:: Exercise ::
Rewrite the text below about Yale admissions, starting with "It added that" and going on through "Yale graduate student.", with "homogenous" changed to "uniform".

:: Text section ::
--- START ---

Last week, the US Justice Department accused the Ivy League college of discriminating against Asian American and white applicants.

“Yale rejects scores of Asian American and white applicants each year based on their race,” the Justice Department said.

It added that the Connecticut college “uses race at multiple steps of its admissions process resulting in a multiplied effect of race on an applicant’s likelihood of admission.”

Asian Americans have since highlighted how they should not be classed into one homogenous group.

Southeast Asians reportedly had more difficulty in attaining higher education and economic security than Japanese, Koreans or Chinese.

“Nothing in the ruling requires Yale to look at the different experiences and backgrounds of Asian and Asian-American students,” said a half Asian half white Yale graduate student.

Whilst Yale claims that last year’s admissions was comprised of 52.7% white, 19.3% Asian American, 13.3% Hispanic and 7,7% black, students are claiming that East Asians are more represented than Southeast Asians.

--- END ---

:: Listed entries ::
--- START ---

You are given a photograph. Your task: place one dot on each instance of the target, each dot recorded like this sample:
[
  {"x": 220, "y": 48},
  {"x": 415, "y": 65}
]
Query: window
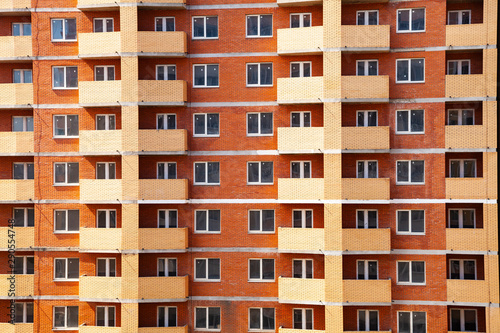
[
  {"x": 105, "y": 122},
  {"x": 462, "y": 218},
  {"x": 105, "y": 316},
  {"x": 411, "y": 221},
  {"x": 260, "y": 74},
  {"x": 300, "y": 169},
  {"x": 463, "y": 168},
  {"x": 167, "y": 218},
  {"x": 66, "y": 126},
  {"x": 206, "y": 76},
  {"x": 166, "y": 121},
  {"x": 411, "y": 20},
  {"x": 106, "y": 170},
  {"x": 259, "y": 25},
  {"x": 261, "y": 269},
  {"x": 63, "y": 30},
  {"x": 463, "y": 269},
  {"x": 167, "y": 316},
  {"x": 106, "y": 218},
  {"x": 103, "y": 25},
  {"x": 66, "y": 269},
  {"x": 261, "y": 220},
  {"x": 300, "y": 20},
  {"x": 367, "y": 169},
  {"x": 205, "y": 27},
  {"x": 207, "y": 318},
  {"x": 300, "y": 69},
  {"x": 367, "y": 17},
  {"x": 206, "y": 173},
  {"x": 22, "y": 124},
  {"x": 302, "y": 268},
  {"x": 303, "y": 319},
  {"x": 366, "y": 67},
  {"x": 23, "y": 171},
  {"x": 367, "y": 320},
  {"x": 261, "y": 319},
  {"x": 165, "y": 23},
  {"x": 207, "y": 220},
  {"x": 300, "y": 119},
  {"x": 65, "y": 316},
  {"x": 67, "y": 220},
  {"x": 302, "y": 218},
  {"x": 411, "y": 272},
  {"x": 367, "y": 219},
  {"x": 260, "y": 173},
  {"x": 463, "y": 320},
  {"x": 24, "y": 217},
  {"x": 206, "y": 124},
  {"x": 166, "y": 170},
  {"x": 207, "y": 269},
  {"x": 367, "y": 270},
  {"x": 106, "y": 267},
  {"x": 167, "y": 267},
  {"x": 410, "y": 70},
  {"x": 410, "y": 172},
  {"x": 459, "y": 17},
  {"x": 259, "y": 123}
]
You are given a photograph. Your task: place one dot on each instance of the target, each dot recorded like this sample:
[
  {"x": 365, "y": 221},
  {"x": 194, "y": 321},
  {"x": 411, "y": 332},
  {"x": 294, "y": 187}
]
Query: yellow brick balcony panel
[
  {"x": 301, "y": 188},
  {"x": 366, "y": 36},
  {"x": 163, "y": 140},
  {"x": 366, "y": 239},
  {"x": 301, "y": 240},
  {"x": 100, "y": 238},
  {"x": 164, "y": 287},
  {"x": 99, "y": 93},
  {"x": 100, "y": 189},
  {"x": 163, "y": 238},
  {"x": 366, "y": 188},
  {"x": 367, "y": 291},
  {"x": 16, "y": 95},
  {"x": 24, "y": 285},
  {"x": 293, "y": 290},
  {"x": 300, "y": 139},
  {"x": 100, "y": 287},
  {"x": 365, "y": 87},
  {"x": 163, "y": 189},
  {"x": 17, "y": 189},
  {"x": 16, "y": 142},
  {"x": 373, "y": 137},
  {"x": 300, "y": 90},
  {"x": 300, "y": 40}
]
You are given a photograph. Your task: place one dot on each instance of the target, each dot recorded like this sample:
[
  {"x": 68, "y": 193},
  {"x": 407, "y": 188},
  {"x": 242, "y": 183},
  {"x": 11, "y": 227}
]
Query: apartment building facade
[{"x": 248, "y": 166}]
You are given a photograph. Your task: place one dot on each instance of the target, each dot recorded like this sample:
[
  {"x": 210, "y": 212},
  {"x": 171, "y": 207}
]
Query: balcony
[
  {"x": 300, "y": 140},
  {"x": 374, "y": 137},
  {"x": 366, "y": 189},
  {"x": 171, "y": 287},
  {"x": 367, "y": 291},
  {"x": 163, "y": 238},
  {"x": 293, "y": 290},
  {"x": 163, "y": 189},
  {"x": 16, "y": 95},
  {"x": 163, "y": 140},
  {"x": 16, "y": 142},
  {"x": 300, "y": 90},
  {"x": 301, "y": 189},
  {"x": 100, "y": 190},
  {"x": 374, "y": 87},
  {"x": 100, "y": 142},
  {"x": 301, "y": 240},
  {"x": 300, "y": 41}
]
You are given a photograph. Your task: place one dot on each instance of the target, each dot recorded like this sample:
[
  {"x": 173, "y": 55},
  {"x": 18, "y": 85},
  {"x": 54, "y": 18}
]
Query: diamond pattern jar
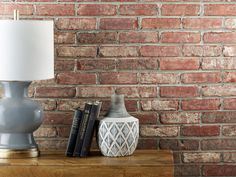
[{"x": 118, "y": 132}]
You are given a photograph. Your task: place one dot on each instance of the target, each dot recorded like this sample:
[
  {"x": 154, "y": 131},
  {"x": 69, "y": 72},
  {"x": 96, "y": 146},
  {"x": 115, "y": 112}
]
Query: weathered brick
[
  {"x": 161, "y": 23},
  {"x": 96, "y": 9},
  {"x": 202, "y": 23},
  {"x": 76, "y": 23},
  {"x": 180, "y": 37},
  {"x": 179, "y": 91},
  {"x": 180, "y": 9},
  {"x": 118, "y": 78},
  {"x": 180, "y": 118},
  {"x": 138, "y": 37},
  {"x": 201, "y": 77},
  {"x": 138, "y": 9},
  {"x": 208, "y": 130},
  {"x": 201, "y": 157},
  {"x": 159, "y": 78},
  {"x": 157, "y": 105},
  {"x": 153, "y": 130},
  {"x": 118, "y": 23},
  {"x": 118, "y": 51},
  {"x": 55, "y": 92},
  {"x": 201, "y": 104},
  {"x": 76, "y": 78},
  {"x": 157, "y": 51},
  {"x": 97, "y": 38},
  {"x": 173, "y": 63},
  {"x": 65, "y": 51},
  {"x": 55, "y": 9},
  {"x": 220, "y": 9}
]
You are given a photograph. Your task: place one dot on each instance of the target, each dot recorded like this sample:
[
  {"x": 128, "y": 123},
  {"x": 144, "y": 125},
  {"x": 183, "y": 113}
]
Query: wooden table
[{"x": 143, "y": 163}]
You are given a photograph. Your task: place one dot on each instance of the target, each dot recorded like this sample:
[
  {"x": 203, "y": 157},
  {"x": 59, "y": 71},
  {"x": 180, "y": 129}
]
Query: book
[
  {"x": 82, "y": 128},
  {"x": 94, "y": 114},
  {"x": 73, "y": 132}
]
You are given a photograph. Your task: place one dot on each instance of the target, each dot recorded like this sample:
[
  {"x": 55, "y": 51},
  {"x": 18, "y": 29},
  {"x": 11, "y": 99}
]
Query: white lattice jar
[{"x": 118, "y": 132}]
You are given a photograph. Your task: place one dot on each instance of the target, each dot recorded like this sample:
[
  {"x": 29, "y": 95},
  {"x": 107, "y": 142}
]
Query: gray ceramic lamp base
[{"x": 19, "y": 118}]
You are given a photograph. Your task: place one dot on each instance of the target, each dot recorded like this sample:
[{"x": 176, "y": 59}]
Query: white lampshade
[{"x": 26, "y": 50}]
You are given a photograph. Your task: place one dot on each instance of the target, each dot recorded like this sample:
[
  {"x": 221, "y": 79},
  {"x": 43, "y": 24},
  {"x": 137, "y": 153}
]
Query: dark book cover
[
  {"x": 73, "y": 132},
  {"x": 82, "y": 128},
  {"x": 95, "y": 110}
]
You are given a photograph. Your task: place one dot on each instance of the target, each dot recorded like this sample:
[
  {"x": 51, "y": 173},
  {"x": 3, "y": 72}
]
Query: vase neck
[
  {"x": 15, "y": 89},
  {"x": 117, "y": 109}
]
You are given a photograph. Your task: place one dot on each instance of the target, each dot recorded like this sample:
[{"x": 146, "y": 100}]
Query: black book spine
[
  {"x": 95, "y": 110},
  {"x": 82, "y": 129},
  {"x": 73, "y": 132}
]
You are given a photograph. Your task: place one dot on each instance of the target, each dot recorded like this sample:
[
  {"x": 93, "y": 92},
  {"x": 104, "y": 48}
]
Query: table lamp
[{"x": 26, "y": 54}]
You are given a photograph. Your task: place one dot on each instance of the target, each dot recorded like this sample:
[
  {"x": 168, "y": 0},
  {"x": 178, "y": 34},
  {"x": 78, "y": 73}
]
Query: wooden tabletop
[{"x": 142, "y": 163}]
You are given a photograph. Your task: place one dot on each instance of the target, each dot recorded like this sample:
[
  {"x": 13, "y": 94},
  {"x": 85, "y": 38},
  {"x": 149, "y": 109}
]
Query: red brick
[
  {"x": 187, "y": 170},
  {"x": 46, "y": 132},
  {"x": 219, "y": 37},
  {"x": 64, "y": 38},
  {"x": 146, "y": 117},
  {"x": 65, "y": 51},
  {"x": 229, "y": 51},
  {"x": 138, "y": 9},
  {"x": 161, "y": 23},
  {"x": 118, "y": 51},
  {"x": 55, "y": 9},
  {"x": 64, "y": 65},
  {"x": 218, "y": 63},
  {"x": 202, "y": 23},
  {"x": 8, "y": 8},
  {"x": 98, "y": 37},
  {"x": 159, "y": 78},
  {"x": 219, "y": 117},
  {"x": 55, "y": 92},
  {"x": 95, "y": 91},
  {"x": 202, "y": 50},
  {"x": 174, "y": 63},
  {"x": 201, "y": 157},
  {"x": 180, "y": 37},
  {"x": 219, "y": 170},
  {"x": 137, "y": 64},
  {"x": 178, "y": 145},
  {"x": 230, "y": 103},
  {"x": 203, "y": 77},
  {"x": 57, "y": 118},
  {"x": 180, "y": 118},
  {"x": 218, "y": 144},
  {"x": 76, "y": 23},
  {"x": 138, "y": 37},
  {"x": 96, "y": 9},
  {"x": 220, "y": 9},
  {"x": 229, "y": 77},
  {"x": 230, "y": 23},
  {"x": 96, "y": 64},
  {"x": 201, "y": 130},
  {"x": 180, "y": 9},
  {"x": 118, "y": 23},
  {"x": 76, "y": 78},
  {"x": 179, "y": 91},
  {"x": 160, "y": 51},
  {"x": 118, "y": 78},
  {"x": 157, "y": 105},
  {"x": 159, "y": 131},
  {"x": 201, "y": 104}
]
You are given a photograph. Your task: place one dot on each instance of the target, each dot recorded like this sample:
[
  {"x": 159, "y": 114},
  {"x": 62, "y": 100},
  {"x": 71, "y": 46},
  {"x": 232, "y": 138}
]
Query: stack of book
[{"x": 82, "y": 130}]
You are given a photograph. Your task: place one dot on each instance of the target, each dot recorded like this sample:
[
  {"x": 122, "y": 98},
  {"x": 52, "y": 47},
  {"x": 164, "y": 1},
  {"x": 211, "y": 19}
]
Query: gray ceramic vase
[{"x": 118, "y": 132}]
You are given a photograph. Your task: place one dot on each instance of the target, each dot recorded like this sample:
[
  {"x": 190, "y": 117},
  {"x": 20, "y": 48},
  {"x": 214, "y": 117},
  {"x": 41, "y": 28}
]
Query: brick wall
[{"x": 173, "y": 59}]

--- END ---

:: Solution for this exercise ::
It added that the Connecticut college “uses race at multiple steps of its admissions process resulting in a multiplied effect of race on an applicant’s likelihood of admission.”

Asian Americans have since highlighted how they should not be classed into one uniform group.

Southeast Asians reportedly had more difficulty in attaining higher education and economic security than Japanese, Koreans or Chinese.

“Nothing in the ruling requires Yale to look at the different experiences and backgrounds of Asian and Asian-American students,” said a half Asian half white Yale graduate student.